[Bounding-box listing]
***
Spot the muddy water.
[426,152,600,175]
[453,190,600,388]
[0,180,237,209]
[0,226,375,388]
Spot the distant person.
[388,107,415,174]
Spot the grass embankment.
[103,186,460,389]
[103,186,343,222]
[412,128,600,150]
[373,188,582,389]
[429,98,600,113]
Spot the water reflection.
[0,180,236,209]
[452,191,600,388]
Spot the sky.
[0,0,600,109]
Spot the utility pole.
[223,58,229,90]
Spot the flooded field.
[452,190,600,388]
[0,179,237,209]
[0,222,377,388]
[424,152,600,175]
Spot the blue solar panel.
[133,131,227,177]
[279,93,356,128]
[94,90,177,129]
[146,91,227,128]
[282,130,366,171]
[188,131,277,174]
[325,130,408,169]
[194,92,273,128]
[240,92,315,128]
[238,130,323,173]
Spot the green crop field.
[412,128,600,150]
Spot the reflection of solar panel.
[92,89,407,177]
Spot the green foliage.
***
§ **YOUR INSTRUCTIONS**
Format the listing above as a JSON list of strings, one string per line and blank lines omitted, starting at the line that contains "Spot the reflection of solar panel." and running through the end of the listing.

§ **THE COMPLETED TASK**
[
  "Spot the reflection of solar panel.",
  "[92,89,407,177]",
  "Spot the green foliage."
]